* [Text shown]:

This problem is known as clustering and is a part of a bigger deduplication problem (where you get to decide which member of the cluster is "the right" one), also known as merge-purge.

I once read a few research papers on exactly this topic (the names are below) and basically, the authors used a limited-size sliding window over a sorted list of strings. They would only compare (using an edit distance algorithm) N*N strings inside the window, thereby reducing the computational complexity. If any two strings looked similar, they were combined into a cluster (by inserting a record into a separate cluster table).

The first pass through the list was followed by a second pass where the strings were reversed before getting sorted. This way the strings with different heads had another chance to get close enough to be evaluated as part of the same window. On this second pass, if a string looked close enough to two (or more) strings in the window, and those strings were already parts of their own clusters (found by the first pass), the two clusters would then be merged (by updating the cluster table) and the current string would be added to the newly merged cluster. This clustering approach is known as the union-find algorithm.

Then they improved the algorithm by replacing the window with a list of top X substantially unique prototypes. Each new string would be compared to each of the top X prototypes. If string looked close enough to one of the prototypes, it would then be added to the prototype's cluster. If none of the prototypes looked similar enough, the string would become a new prototype, pushing the oldest prototype out of the top X list. (There was an heuristic logic employed to decide which of the strings in the prototype's cluster should be used as the new prototype representing the entire cluster). Again, if the string looked similar to several prototypes, all of their clusters would be merged.

* [Records provided]:

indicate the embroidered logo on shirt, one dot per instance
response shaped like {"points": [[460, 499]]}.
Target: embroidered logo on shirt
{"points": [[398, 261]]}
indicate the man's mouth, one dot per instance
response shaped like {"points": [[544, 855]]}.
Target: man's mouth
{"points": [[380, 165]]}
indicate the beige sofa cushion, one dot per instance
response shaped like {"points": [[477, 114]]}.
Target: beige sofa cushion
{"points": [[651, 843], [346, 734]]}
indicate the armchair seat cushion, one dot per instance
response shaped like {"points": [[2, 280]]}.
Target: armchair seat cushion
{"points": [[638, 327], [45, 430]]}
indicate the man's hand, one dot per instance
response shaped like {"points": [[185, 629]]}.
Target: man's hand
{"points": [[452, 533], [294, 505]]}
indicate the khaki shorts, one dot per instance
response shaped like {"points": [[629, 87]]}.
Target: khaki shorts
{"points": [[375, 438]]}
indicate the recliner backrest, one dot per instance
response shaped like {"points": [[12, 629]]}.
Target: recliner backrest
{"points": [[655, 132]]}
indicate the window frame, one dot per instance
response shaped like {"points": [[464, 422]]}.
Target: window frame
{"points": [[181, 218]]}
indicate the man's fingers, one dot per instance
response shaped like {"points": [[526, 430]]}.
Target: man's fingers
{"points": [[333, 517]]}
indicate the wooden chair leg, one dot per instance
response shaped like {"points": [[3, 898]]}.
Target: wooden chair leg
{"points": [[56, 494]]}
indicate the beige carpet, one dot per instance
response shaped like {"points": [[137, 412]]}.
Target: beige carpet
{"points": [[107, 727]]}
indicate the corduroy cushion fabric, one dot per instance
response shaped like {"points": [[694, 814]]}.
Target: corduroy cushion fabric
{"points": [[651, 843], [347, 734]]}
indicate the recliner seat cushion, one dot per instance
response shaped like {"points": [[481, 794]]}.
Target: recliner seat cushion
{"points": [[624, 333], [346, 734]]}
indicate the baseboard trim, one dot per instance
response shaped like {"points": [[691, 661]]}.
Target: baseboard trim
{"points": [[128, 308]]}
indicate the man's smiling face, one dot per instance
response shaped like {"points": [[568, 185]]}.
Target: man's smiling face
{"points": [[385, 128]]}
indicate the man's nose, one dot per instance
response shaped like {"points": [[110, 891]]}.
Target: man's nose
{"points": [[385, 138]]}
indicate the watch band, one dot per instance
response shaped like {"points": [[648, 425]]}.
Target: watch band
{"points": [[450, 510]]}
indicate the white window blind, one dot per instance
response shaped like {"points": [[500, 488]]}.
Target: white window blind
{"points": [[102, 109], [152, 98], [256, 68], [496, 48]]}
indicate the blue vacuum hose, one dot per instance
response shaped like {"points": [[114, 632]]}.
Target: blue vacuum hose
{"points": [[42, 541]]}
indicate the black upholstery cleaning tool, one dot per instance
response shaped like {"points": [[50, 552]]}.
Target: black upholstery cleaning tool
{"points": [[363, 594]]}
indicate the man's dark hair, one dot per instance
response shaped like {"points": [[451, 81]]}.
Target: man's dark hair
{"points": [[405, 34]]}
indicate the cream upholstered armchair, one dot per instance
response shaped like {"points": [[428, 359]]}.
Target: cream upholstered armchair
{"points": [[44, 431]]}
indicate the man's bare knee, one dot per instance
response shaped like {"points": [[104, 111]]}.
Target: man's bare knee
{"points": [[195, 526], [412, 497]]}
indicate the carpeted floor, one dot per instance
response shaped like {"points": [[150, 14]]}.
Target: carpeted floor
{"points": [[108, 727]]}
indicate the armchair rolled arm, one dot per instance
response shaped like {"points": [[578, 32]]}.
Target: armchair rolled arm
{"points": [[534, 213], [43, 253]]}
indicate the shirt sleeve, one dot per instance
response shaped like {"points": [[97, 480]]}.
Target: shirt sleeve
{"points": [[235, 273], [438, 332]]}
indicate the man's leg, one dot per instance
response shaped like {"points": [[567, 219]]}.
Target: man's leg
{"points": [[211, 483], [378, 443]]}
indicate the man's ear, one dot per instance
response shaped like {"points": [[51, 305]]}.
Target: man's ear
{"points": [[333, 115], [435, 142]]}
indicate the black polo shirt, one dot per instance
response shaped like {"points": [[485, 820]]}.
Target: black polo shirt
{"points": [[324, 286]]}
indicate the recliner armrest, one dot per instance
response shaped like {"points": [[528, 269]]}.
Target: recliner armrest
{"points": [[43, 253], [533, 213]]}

* [Written exercise 1]: In the text on string clustering, what is the clustering approach used in the second pass called?
* [Written exercise 2]: Using the text on string clustering, decide whether each statement agrees with it: (a) the strings were reversed before sorting on the first pass; (b) strings inside the window were compared using an edit distance algorithm; (c) a string not similar enough to any prototype became a new prototype.
* [Written exercise 3]: Reproduce verbatim the passage of the text on string clustering starting with "I once read" and going on through "separate cluster table).".

* [Written solution 1]: It is called the union-find algorithm.

* [Written solution 2]:
(a) No: "The first pass through the list was followed by a second pass where the strings were reversed before getting sorted."
(b) Yes: "They would only compare (using an edit distance algorithm) N*N strings inside the window"
(c) Yes: "If none of the prototypes looked similar enough, the string would become a new prototype"

* [Written solution 3]:
I once read a few research papers on exactly this topic (the names are below) and basically, the authors used a limited-size sliding window over a sorted list of strings. They would only compare (using an edit distance algorithm) N*N strings inside the window, thereby reducing the computational complexity. If any two strings looked similar, they were combined into a cluster (by inserting a record into a separate cluster table).